== AIM OF THE EXERCISE ==
What is the UCAS code listed in the degree programme description?

== TEXT SHOWN ==
--- BEGIN ---

Mode of Study: Full Time Department: Mathematics and Statistics
UCAS Code: GV15 Duration/Length: 3 Year(s)
QAA Subject Benchmark: Mathematics, Statistics and Operational Director of Studies: Not known
Total Credit Points: 360 Credit Points Year 2: 120
Credit Points Year 3: 120

Educational Aims: Knowledge, Understanding and Skills

  • This joint degree scheme gives students the opportunity to explore the historical and methodological links between mathematics and philosophy. Mathematics has made an important contribution to many branches of philosophy, whilst philosophy has had a significant positive input into the development of mathematics by challenging its foundations and opening up prospects of new theories with abstract ontology. By studying both subjects, students develop a capacity for logical method, critical reasoning and abstract thought. These aspects are particularly relevant in studying pure mathematics, where proof is of central importance.

    Through joint study of these disciplines, students can benefit from:

    • intellectual development in both subjects and the fertile area between them;
    • a strong demand for graduates with these theoretical and practical skills in many areas of employment.

    While permitting only a narrower scope for study of specialist subjects in mathematics and computing, this joint degree scheme meets the educational aims of the BSc Mathematics and BA Philosophy.


    The Department's educational aims are to:

    • create a teaching and learning environment which supports all students in reaching their full potential in their study of mathematics at BSc level;
    • offer a high-quality teaching and learning programme, informed by staff research, designed to provide adequate preparation for postgraduate studies or employment involving a similar high level of knowledge and skills.

    The explicit aims of this programme are to:

    • provide students with analytical techniques and problem-solving skills that can be applied systematically and creatively in many types of employment, especially those involving logical skills, decision-making in complex circumstances, or advanced skills of numeracy;
    • offer modules of study which, individually and collectively, enable students to appreciate both the theoretical and problem-solving aspects of mathematics, and encourage students to show self-direction and originality in tackling problems;
    • provide students with enough core material, of sufficient depth and variety, in the first two levels of study that they are adequately prepared and informed for subsequent study in either or both of pure mathematics and statistics;
    • provide a programme of study that allows students to specialise in either pure mathematics or statistics, or to take a coherent blend of each, at the third level of study of a BSc;
    • maintain a programme of study that introduces the background of current research in pure mathematics and statistics;
    • produce alumni recognised for the distinctive value of their education on this programme.


    The Department of Politics, Philosophy and Religion aims to provide all students with high quality teaching, utilising its excellence in scholarship and research. Teaching and learning in the department are based on a wide-ranging understanding of the discipline. We seek to produce graduates with a strong knowledge of their subject area who are characterised by well-developed leadership skills, the ability to make a positive difference to society and a willingness to take the initiative in their jobs and communities.

--- END ---

== DATA ENTRIES ==
--- BEGIN ---

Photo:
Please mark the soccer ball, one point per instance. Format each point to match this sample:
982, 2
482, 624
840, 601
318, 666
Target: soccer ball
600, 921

--- END ---
--- BEGIN ---

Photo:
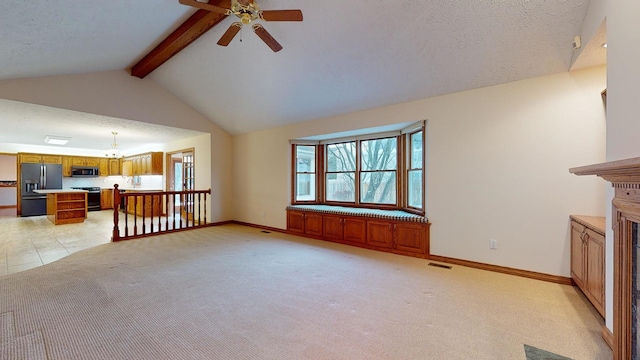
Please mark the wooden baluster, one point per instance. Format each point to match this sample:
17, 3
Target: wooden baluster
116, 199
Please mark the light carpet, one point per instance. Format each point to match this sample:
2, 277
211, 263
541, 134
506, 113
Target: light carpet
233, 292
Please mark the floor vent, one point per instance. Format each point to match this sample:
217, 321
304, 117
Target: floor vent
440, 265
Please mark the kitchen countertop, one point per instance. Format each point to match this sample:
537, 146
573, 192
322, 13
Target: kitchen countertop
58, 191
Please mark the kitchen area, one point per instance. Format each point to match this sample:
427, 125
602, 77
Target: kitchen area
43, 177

--- END ---

== EXERCISE SOLUTION ==
GV15